- GIVEN EXERCISE
The listing below should be printed exactly, every line of it. Skip the pictures.

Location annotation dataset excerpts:
+--

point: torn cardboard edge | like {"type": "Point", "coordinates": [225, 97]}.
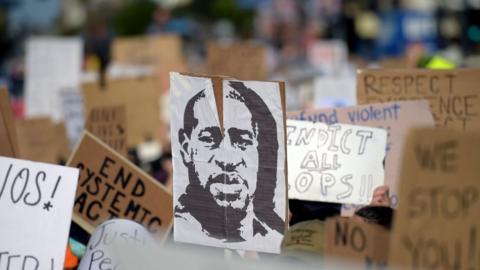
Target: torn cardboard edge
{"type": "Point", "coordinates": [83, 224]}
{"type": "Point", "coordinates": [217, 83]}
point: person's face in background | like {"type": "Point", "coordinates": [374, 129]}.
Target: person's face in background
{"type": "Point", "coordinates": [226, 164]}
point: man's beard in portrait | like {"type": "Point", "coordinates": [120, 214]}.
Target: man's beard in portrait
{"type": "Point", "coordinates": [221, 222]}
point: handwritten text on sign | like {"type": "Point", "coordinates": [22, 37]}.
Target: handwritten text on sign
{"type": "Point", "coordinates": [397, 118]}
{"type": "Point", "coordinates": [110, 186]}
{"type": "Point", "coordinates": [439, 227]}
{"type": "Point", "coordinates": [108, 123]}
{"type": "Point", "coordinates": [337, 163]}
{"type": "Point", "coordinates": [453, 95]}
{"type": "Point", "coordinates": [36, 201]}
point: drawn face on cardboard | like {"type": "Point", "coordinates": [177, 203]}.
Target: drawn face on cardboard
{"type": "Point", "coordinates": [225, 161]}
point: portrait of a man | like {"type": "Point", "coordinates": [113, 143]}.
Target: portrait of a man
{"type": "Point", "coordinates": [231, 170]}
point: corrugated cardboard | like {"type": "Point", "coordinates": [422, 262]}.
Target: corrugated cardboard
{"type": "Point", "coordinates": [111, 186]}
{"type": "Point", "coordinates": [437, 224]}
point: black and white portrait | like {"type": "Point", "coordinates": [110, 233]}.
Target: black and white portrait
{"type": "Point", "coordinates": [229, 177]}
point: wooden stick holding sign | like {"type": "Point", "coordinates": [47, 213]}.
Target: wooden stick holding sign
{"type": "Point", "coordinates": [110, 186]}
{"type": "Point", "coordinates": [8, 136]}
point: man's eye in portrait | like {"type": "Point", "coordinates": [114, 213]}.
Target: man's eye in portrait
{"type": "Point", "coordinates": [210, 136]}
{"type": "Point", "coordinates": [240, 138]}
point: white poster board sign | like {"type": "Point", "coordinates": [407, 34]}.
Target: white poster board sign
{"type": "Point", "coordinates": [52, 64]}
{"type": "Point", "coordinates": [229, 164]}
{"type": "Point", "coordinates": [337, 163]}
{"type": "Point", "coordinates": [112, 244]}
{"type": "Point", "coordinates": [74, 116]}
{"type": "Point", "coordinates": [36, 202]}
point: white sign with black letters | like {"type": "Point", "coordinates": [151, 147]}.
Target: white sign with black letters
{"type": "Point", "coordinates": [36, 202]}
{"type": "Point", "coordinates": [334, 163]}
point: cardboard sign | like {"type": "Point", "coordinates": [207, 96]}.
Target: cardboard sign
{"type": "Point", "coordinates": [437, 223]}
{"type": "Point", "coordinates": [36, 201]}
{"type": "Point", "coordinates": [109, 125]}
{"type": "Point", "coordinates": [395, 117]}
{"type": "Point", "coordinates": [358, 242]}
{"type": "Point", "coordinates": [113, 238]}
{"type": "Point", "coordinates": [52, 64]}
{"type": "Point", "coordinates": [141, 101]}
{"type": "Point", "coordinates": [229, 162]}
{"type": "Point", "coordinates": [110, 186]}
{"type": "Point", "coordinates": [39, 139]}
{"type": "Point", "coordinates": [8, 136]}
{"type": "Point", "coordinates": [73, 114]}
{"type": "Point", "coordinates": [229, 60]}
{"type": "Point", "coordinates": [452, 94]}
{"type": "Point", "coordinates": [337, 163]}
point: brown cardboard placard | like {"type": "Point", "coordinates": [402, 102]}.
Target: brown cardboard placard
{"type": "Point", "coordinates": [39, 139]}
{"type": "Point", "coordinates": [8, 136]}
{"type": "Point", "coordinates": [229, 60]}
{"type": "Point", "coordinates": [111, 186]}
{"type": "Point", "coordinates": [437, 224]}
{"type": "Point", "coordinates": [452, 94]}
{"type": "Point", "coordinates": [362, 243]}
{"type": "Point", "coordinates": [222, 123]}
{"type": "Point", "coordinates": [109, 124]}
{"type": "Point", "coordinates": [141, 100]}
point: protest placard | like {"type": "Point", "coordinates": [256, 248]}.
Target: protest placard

+--

- REPLY
point: torn cardboard edge | like {"type": "Point", "coordinates": [225, 97]}.
Target: torn cardboard edge
{"type": "Point", "coordinates": [83, 224]}
{"type": "Point", "coordinates": [217, 83]}
point: person's face in background | like {"type": "Point", "coordinates": [374, 129]}.
Target: person's face in background
{"type": "Point", "coordinates": [226, 164]}
point: man's beard in portrait | like {"type": "Point", "coordinates": [120, 214]}.
Target: man's beard in portrait
{"type": "Point", "coordinates": [221, 222]}
point: handwritten text on sign | like {"type": "Point", "coordinates": [22, 37]}.
Target: handwritten text on sign
{"type": "Point", "coordinates": [397, 118]}
{"type": "Point", "coordinates": [110, 186]}
{"type": "Point", "coordinates": [439, 227]}
{"type": "Point", "coordinates": [108, 123]}
{"type": "Point", "coordinates": [337, 163]}
{"type": "Point", "coordinates": [453, 95]}
{"type": "Point", "coordinates": [36, 201]}
point: drawn face on cardboard | like {"type": "Point", "coordinates": [177, 203]}.
Target: drawn face on cardboard
{"type": "Point", "coordinates": [225, 161]}
point: portrait of a man | like {"type": "Point", "coordinates": [113, 143]}.
Target: portrait of a man
{"type": "Point", "coordinates": [231, 170]}
point: corrugated cardboard | like {"type": "Point", "coordinates": [422, 262]}.
Target: corrugated cardboard
{"type": "Point", "coordinates": [111, 186]}
{"type": "Point", "coordinates": [437, 224]}
point: black and white portrait | like {"type": "Point", "coordinates": [110, 233]}.
Target: black and white portrait
{"type": "Point", "coordinates": [229, 177]}
point: wooden stick holding sign | like {"type": "Point", "coordinates": [47, 213]}.
Target: wooden stick holding sign
{"type": "Point", "coordinates": [110, 186]}
{"type": "Point", "coordinates": [8, 136]}
point: man's eye in portrait | like {"type": "Point", "coordinates": [114, 213]}.
Target: man's eye in portrait
{"type": "Point", "coordinates": [210, 136]}
{"type": "Point", "coordinates": [240, 138]}
point: white poster board sign | like {"type": "Point", "coordinates": [407, 34]}.
Target: white poster board sign
{"type": "Point", "coordinates": [52, 64]}
{"type": "Point", "coordinates": [229, 164]}
{"type": "Point", "coordinates": [337, 163]}
{"type": "Point", "coordinates": [112, 244]}
{"type": "Point", "coordinates": [74, 116]}
{"type": "Point", "coordinates": [36, 202]}
point: white sign with black letters | like {"type": "Point", "coordinates": [151, 147]}.
Target: white sign with black letters
{"type": "Point", "coordinates": [36, 202]}
{"type": "Point", "coordinates": [334, 163]}
point: cardboard sign | like {"type": "Point", "coordinates": [207, 96]}.
Target: cardboard sign
{"type": "Point", "coordinates": [437, 223]}
{"type": "Point", "coordinates": [36, 201]}
{"type": "Point", "coordinates": [109, 125]}
{"type": "Point", "coordinates": [395, 117]}
{"type": "Point", "coordinates": [358, 242]}
{"type": "Point", "coordinates": [113, 238]}
{"type": "Point", "coordinates": [52, 64]}
{"type": "Point", "coordinates": [141, 101]}
{"type": "Point", "coordinates": [229, 162]}
{"type": "Point", "coordinates": [110, 186]}
{"type": "Point", "coordinates": [39, 139]}
{"type": "Point", "coordinates": [8, 136]}
{"type": "Point", "coordinates": [73, 114]}
{"type": "Point", "coordinates": [229, 60]}
{"type": "Point", "coordinates": [452, 94]}
{"type": "Point", "coordinates": [337, 163]}
point: brown cardboard placard | like {"type": "Point", "coordinates": [402, 102]}.
Target: brown cardboard placard
{"type": "Point", "coordinates": [39, 139]}
{"type": "Point", "coordinates": [8, 136]}
{"type": "Point", "coordinates": [229, 60]}
{"type": "Point", "coordinates": [111, 186]}
{"type": "Point", "coordinates": [437, 224]}
{"type": "Point", "coordinates": [452, 94]}
{"type": "Point", "coordinates": [362, 243]}
{"type": "Point", "coordinates": [222, 123]}
{"type": "Point", "coordinates": [109, 124]}
{"type": "Point", "coordinates": [141, 100]}
point: protest placard | like {"type": "Point", "coordinates": [256, 248]}.
Target: protest placard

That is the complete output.